UIC study shows 2% of asymptomatic pediatric dental patients test positive for COVID-19
A study by a University of Illinois Chicago pediatric dentist has shown a novel way to track potential COVID-19 cases — testing children who visit the dentist. The study also showed an over 2% positivity rate for the asymptomatic children tested.
Dr. Flavia Lamberghini, UIC clinical assistant professor in the department of pediatric dentistry, has co-authored the article, “Severe acute respiratory syndrome coronavirus 2 infection in asymptomatic pediatric dental patients,” in the April 2021 issue of the Journal of the American Dental Association. Co-authors are Dr. Fernando Testai, UIC professor of neurology and rehabilitation, and Dr. Gabriela Trifan, UIC assistant professor of neurology and rehabilitation.
The study looked at pediatric patients who visited UIC dental clinics for emergency dental procedures from April 1 to Aug. 1, 2020. Children with COVID-19 are typically asymptomatic but have the potential to carry substantial viral loads and be a source of infection. The patients were screened over the phone prior to their scheduled visits and were asymptomatic when they arrived for their appointments. They were given a polymerase chain reaction, or PCR, test for SARS-CoV-2 infection at their visit, Lamberghini said.
“The kids tolerated the test just fine. We were trained by a pediatrician on how to conduct the test. We used the nasal swab. We told the kids, ‘We are putting a butterfly in your nose,’’’ Lamberghini said.
The patients, between the ages of 2 to 18, with a median age of 6, were tested. Sociodemographic characteristics were abstracted, and positivity rates were calculated. With the sample size of 921 patients, the overall SARS-Co-V-2 positivity rate was 2.3%. Positivity rates were statistically higher for Latino patients (3.1%), and 63% of the children studied were Latino.
Lamberghini notes the study did not extend to include variables, and questions about social distancing and exposure to the virus were not asked. However, when a child tested positive for COVID-19, researchers followed up with the child’s pediatrician and caregivers and encouraged them to follow recommended advice.

**How to complete this task:** Carry on the article about the UIC study of COVID-19 testing in pediatric dental patients, picking up right after its final sentence. The rows that follow were drawn from a separate source and are unrelated to the article.

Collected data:

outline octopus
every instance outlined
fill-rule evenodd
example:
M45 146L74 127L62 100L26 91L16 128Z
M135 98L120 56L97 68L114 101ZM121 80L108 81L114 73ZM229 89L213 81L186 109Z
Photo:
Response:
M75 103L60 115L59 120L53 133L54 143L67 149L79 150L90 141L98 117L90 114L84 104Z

**Answer to the exercise:**
“For most of them, it was a surprise to learn their child tested positive. It was good for families to know because these kids can transmit the virus, especially in communities where extended families tend to live together,” Lamberghini said.
It’s also important information for the oral health care providers as well, she added.
“As dentists, we are more exposed to the COVID-19 disease because we work close to the mouth, and our tools generate aerosols that can infect the dentist and dental assistant — whoever is around,” Lamberghini said.
Prior to the study, children receiving dental procedures were not required to undergo PCR tests. The study concluded that PCR testing for COVID-19 of asymptomatic patients in pediatric dentistry adds value to the use of screening questionnaires for the identification of infected people who could be contagious.
The study, the first to look at the prevalence of COVID-19 in pediatric dentistry, also serves as a reference for pediatric dentists who closed during the pandemic and are considering reopening, Testai said.
“Despite these children being COVID-positive, we did not observe transmission to clinic staff, supporting the notion that personal protective equipment works,” Testai said.